--- Start ---

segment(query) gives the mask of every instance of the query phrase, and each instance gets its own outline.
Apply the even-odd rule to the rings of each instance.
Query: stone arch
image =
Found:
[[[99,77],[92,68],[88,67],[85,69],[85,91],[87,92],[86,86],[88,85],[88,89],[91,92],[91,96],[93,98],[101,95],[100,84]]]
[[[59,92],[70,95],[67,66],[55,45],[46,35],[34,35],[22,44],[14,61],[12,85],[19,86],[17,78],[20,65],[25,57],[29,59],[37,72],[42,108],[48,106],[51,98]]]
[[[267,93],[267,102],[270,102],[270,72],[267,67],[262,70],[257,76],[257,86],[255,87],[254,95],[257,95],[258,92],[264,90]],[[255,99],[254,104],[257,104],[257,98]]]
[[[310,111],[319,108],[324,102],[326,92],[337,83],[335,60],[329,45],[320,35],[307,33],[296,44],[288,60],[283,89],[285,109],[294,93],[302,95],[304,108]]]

--- End ---

• [Your instructions] Can you recast every line of the entries above as a Markdown table with the columns Row and Entry line, one numbered row per line and no blank lines?

• [Exercise output]
| Row | Entry line |
|---|---|
| 1 | segment(query) gives the mask of every instance of the query phrase, and each instance gets its own outline. |
| 2 | Apply the even-odd rule to the rings of each instance. |
| 3 | Query: stone arch |
| 4 | image = |
| 5 | Found: |
| 6 | [[[99,77],[92,68],[88,67],[85,69],[85,91],[87,92],[86,86],[88,85],[88,89],[91,92],[91,96],[93,98],[101,95],[100,84]]] |
| 7 | [[[59,92],[70,95],[67,66],[55,45],[46,35],[34,35],[22,44],[14,61],[12,85],[19,86],[17,78],[20,65],[25,57],[29,59],[37,72],[42,108],[48,106],[51,98]]] |
| 8 | [[[267,93],[267,102],[270,102],[270,72],[267,67],[262,70],[257,76],[257,86],[255,87],[254,95],[257,95],[258,92],[264,90]],[[255,99],[254,104],[257,104],[257,98]]] |
| 9 | [[[310,111],[319,108],[324,102],[326,92],[337,83],[335,60],[329,45],[320,35],[307,33],[296,44],[288,60],[283,89],[285,109],[294,93],[302,95],[304,108]]] |